>> START Passage given

Continuing the journey of #40TipsForParents with another five you might find helpful:
40 Tips for Parents: Tip #21
Give them Justice/Compassion/Generosity-flavoured experiences.
We have spoken about being honest and dealing with difficult topics when it comes to things happening in the country or tricky questions they may be asking [Tips 4 and 14]. But i want to encourage you to do things with them that teach them about Justice and bridge-building and compassion and connection.
i remember spending part of Christmas day with my sister-in-laws two girls sharing some sandwiches and sweets with some people who lived on the streets in our area. Another December we volunteered with our nieces with an organisation called ‘Carpenter’s Warehouse’ [Now Hope Exchange – https://thehopeexchange.org/] handing out hot meals and juice to some of the Cape Town city residents who don’t have proper homes.
Others i know have taken their children with them to protests, explaining to a level they can understand what is going on and letting their children make their own signs or decide how they would like to protest. On Friday my mate Wayne and his two boys were part of the L of the word CLIMATE STRIKE that was being spelled out on the beach as part of the Greta Thunberg inspired Protests happening around the world.

>> END Passage given
>> START Dataset entries

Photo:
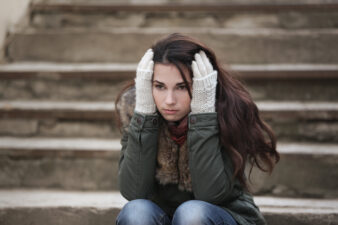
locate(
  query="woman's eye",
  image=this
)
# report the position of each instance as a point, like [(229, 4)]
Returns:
[(159, 86), (182, 87)]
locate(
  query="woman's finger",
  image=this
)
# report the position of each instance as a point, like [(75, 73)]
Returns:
[(145, 59), (195, 70), (207, 62), (200, 64)]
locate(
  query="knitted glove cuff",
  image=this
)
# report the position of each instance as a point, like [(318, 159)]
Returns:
[(204, 94)]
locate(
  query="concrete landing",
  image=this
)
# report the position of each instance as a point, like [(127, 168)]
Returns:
[(60, 207)]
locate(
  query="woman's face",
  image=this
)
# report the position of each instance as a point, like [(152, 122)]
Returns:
[(170, 92)]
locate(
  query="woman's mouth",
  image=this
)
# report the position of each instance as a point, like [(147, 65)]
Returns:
[(169, 111)]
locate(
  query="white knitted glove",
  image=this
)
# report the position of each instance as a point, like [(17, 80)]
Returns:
[(204, 85), (144, 98)]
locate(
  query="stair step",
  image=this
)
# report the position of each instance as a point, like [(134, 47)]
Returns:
[(105, 110), (67, 163), (104, 6), (248, 15), (102, 82), (118, 71), (91, 164), (291, 121), (101, 208), (231, 45)]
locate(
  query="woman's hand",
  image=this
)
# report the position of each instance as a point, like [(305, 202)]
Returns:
[(144, 97), (204, 85)]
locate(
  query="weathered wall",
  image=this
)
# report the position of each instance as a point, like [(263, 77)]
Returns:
[(11, 11)]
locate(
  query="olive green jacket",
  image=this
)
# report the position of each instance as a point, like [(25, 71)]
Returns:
[(210, 167)]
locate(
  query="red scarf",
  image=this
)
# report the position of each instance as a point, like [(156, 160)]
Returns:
[(178, 131)]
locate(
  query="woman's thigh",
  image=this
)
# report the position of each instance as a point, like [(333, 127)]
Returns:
[(197, 212), (142, 212)]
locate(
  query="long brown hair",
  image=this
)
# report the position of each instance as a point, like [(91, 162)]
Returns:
[(244, 135)]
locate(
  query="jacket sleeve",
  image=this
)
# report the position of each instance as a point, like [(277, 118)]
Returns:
[(138, 157), (211, 171)]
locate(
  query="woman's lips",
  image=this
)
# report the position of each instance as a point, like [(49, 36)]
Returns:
[(169, 111)]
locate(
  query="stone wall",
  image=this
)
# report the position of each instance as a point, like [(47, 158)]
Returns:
[(11, 11)]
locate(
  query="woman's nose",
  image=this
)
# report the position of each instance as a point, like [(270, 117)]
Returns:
[(170, 98)]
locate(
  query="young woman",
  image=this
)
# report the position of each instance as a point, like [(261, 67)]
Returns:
[(189, 129)]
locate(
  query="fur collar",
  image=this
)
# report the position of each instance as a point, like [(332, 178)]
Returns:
[(172, 159)]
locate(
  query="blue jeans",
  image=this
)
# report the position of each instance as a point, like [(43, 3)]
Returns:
[(193, 212)]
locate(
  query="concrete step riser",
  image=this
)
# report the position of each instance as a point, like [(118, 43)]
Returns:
[(80, 173), (119, 45), (247, 19), (314, 131), (297, 174), (97, 216), (94, 90), (61, 125), (20, 127)]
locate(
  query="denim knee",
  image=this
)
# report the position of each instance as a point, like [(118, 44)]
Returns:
[(196, 212), (190, 213), (141, 212)]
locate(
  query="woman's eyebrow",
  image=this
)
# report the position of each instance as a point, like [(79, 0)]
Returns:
[(182, 83), (158, 82)]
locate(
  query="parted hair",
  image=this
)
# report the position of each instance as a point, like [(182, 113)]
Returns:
[(243, 134)]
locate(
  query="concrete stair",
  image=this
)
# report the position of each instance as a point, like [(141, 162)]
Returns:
[(102, 81), (89, 208), (59, 145), (231, 45), (218, 14), (291, 121), (91, 164)]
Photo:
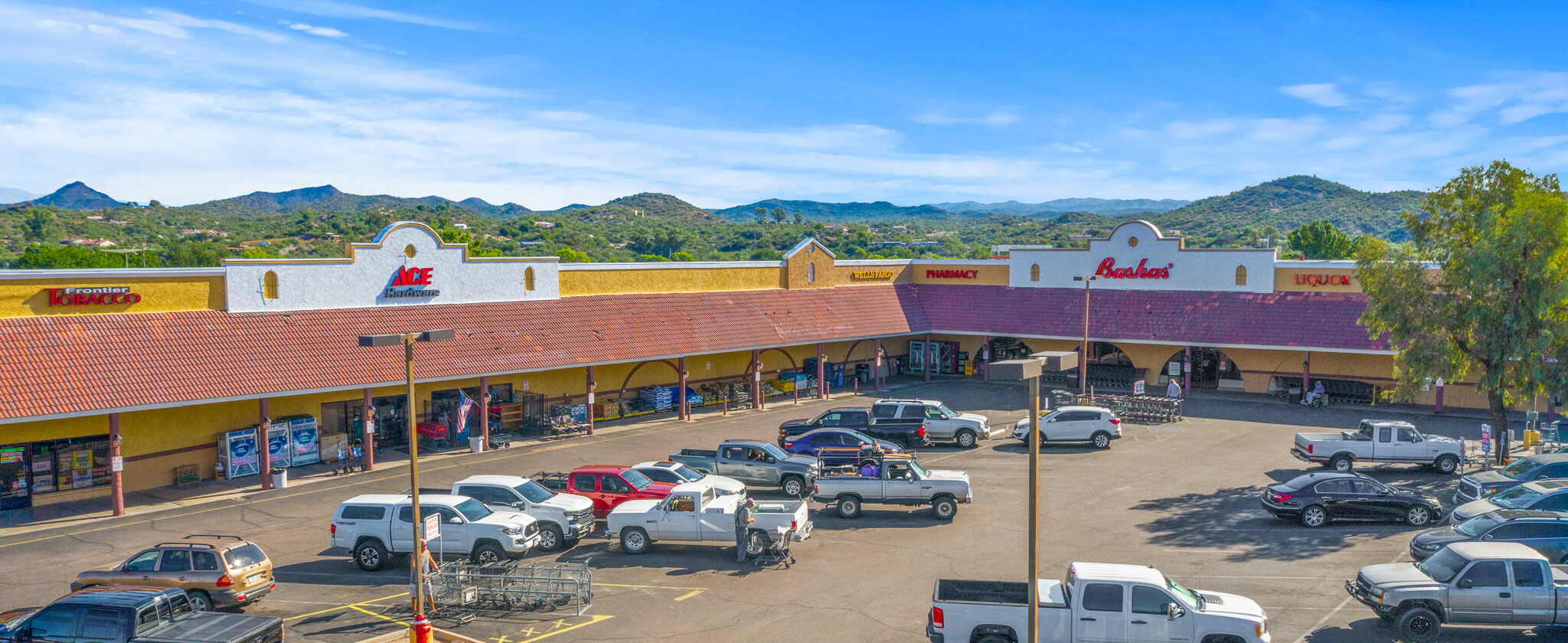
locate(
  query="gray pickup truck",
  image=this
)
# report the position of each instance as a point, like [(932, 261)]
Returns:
[(755, 463), (893, 478), (1484, 584)]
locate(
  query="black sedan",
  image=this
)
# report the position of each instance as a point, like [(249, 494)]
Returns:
[(1315, 499)]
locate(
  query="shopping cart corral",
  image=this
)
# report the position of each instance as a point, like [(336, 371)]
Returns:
[(462, 590)]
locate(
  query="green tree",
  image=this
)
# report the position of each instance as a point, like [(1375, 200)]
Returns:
[(1322, 240), (1499, 299)]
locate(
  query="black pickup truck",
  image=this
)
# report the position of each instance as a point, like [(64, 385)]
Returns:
[(903, 432), (124, 614)]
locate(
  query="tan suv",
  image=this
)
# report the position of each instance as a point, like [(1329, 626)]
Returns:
[(215, 571)]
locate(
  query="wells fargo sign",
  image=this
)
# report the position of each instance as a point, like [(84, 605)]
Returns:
[(1322, 279), (1107, 269), (106, 295), (952, 273)]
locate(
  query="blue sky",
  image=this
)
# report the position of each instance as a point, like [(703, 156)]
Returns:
[(547, 104)]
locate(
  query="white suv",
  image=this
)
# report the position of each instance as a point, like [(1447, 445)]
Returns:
[(1074, 424)]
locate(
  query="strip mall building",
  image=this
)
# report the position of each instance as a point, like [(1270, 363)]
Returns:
[(173, 360)]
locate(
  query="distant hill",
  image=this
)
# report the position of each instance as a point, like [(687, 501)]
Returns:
[(1295, 201), (1014, 207), (328, 198), (15, 197), (77, 197), (825, 212)]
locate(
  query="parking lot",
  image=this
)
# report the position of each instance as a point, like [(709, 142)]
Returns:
[(1181, 498)]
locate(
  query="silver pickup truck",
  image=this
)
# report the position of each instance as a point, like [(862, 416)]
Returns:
[(893, 478), (755, 463), (1485, 584)]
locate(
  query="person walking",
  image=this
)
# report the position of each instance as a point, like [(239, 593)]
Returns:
[(742, 527)]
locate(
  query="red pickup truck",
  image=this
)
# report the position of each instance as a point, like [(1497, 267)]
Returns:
[(606, 485)]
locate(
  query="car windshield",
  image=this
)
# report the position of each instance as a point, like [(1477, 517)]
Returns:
[(1517, 498), (472, 510), (534, 491), (686, 472), (1479, 524), (1443, 565), (635, 478), (1184, 595), (1521, 468)]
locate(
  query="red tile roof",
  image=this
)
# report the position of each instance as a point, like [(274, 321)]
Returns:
[(98, 363), (1282, 318)]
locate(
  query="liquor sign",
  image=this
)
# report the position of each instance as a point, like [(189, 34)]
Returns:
[(952, 273), (411, 279), (1107, 269), (107, 295)]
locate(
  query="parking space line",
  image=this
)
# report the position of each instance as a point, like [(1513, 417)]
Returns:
[(595, 619), (345, 607)]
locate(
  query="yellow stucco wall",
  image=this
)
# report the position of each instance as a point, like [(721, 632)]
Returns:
[(30, 297), (579, 282)]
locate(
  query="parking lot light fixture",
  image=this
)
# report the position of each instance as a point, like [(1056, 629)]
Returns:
[(407, 339)]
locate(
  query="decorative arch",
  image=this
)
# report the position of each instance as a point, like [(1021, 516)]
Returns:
[(646, 363)]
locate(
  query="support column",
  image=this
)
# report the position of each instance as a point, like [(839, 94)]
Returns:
[(592, 387), (1307, 374), (822, 377), (681, 405), (483, 414), (926, 360), (116, 487), (368, 430), (264, 444)]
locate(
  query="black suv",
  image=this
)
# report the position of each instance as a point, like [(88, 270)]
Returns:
[(1544, 530), (1315, 499)]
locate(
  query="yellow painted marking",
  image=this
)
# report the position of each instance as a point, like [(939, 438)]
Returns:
[(596, 619), (381, 617), (345, 607)]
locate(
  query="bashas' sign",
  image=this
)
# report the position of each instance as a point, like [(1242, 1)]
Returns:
[(1107, 269), (411, 279)]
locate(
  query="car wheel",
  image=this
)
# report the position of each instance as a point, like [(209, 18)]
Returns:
[(1315, 517), (794, 487), (756, 543), (634, 541), (944, 508), (1418, 625), (371, 556), (550, 538), (488, 553), (200, 601), (848, 507)]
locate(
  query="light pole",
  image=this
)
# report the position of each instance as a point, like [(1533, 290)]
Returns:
[(1029, 372), (1084, 367), (407, 339)]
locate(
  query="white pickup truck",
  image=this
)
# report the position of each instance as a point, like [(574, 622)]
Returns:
[(1379, 441), (564, 518), (697, 511), (1095, 602)]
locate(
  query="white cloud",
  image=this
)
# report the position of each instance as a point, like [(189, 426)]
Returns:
[(1322, 94)]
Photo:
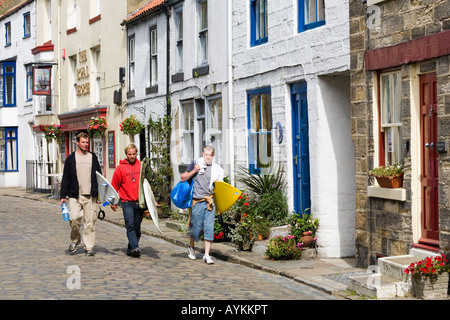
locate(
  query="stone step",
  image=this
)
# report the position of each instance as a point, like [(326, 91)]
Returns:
[(259, 247), (388, 279), (378, 285)]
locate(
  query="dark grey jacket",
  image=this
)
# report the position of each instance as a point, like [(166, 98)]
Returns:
[(69, 184)]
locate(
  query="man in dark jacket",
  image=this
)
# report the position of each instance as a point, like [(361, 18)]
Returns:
[(79, 186)]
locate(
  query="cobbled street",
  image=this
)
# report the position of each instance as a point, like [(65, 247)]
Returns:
[(35, 264)]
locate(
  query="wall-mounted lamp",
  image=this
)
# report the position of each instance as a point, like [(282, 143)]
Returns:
[(121, 74)]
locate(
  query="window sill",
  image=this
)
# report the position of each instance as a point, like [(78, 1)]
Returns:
[(94, 19), (200, 71), (178, 77), (72, 30), (398, 194)]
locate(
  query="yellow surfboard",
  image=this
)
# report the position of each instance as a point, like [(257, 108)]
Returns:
[(225, 195)]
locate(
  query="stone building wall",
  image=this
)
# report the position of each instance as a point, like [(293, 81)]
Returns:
[(384, 226)]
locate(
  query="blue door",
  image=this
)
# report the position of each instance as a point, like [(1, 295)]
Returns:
[(300, 150)]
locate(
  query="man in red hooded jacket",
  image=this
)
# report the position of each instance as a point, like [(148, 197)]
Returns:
[(126, 182)]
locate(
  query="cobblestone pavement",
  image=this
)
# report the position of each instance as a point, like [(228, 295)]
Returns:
[(35, 264)]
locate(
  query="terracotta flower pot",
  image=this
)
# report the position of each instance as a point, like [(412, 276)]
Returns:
[(430, 287), (307, 238)]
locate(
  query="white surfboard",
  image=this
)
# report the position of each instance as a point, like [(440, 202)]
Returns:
[(107, 194), (151, 203)]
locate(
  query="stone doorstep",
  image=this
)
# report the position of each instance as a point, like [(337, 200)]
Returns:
[(377, 285)]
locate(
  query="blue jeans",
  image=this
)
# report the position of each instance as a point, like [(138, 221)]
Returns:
[(202, 220), (132, 215)]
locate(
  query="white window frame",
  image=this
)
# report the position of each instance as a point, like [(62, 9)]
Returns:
[(391, 115), (187, 131), (214, 126)]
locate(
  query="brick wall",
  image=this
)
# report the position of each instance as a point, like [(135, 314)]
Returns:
[(386, 227)]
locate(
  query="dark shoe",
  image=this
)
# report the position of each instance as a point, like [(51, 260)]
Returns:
[(135, 253), (89, 253)]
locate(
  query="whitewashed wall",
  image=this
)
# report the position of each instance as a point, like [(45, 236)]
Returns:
[(321, 58)]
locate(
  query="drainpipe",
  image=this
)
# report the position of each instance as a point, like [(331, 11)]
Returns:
[(167, 12), (230, 91)]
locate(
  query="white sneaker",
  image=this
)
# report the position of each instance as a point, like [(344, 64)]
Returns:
[(208, 259), (191, 253)]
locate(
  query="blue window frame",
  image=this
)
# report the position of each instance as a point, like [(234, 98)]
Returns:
[(258, 22), (8, 149), (259, 115), (26, 25), (29, 69), (311, 14), (7, 34), (8, 84)]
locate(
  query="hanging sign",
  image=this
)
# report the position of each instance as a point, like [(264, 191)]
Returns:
[(42, 80)]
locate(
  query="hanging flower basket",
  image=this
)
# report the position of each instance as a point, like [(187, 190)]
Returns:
[(389, 176), (97, 126), (52, 131), (430, 277), (131, 126)]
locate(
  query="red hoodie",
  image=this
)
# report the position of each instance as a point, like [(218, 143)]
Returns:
[(123, 182)]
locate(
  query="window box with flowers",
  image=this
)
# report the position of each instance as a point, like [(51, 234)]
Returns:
[(389, 176), (430, 277), (284, 248), (52, 131), (131, 126), (97, 126)]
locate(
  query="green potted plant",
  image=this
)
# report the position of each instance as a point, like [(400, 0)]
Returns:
[(97, 126), (430, 277), (389, 176), (284, 248), (131, 125), (304, 226), (52, 131)]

>> END Dataset entries

▸ Problem requirements: Could you carry on the parenting tips post above from its last sentence?

▸ Task output:
Get them involved in recycling, in doing the work of the eco-brick stuffing, in growing food in your garden that you can eat and share, in giving away nice toys/clothes they have to someone who has little or none, and more.
Children respond well to vision in my experience. If you can give them the ‘Why?’ they will blow you away with how far they will go and sacrifice to give and share and make right and help out.
It can be a family-building experience, as well as a world-transforming one.
i also remember a friend in the States who told his young kid to pick any family in the restaurant and they quietly settled the bill for that family, and have known people who have left extra money to cover that of the car behind them in the drive through – i bet if you ask your children to get creative with ways we can help another person or family today, they will come up with some great ideas.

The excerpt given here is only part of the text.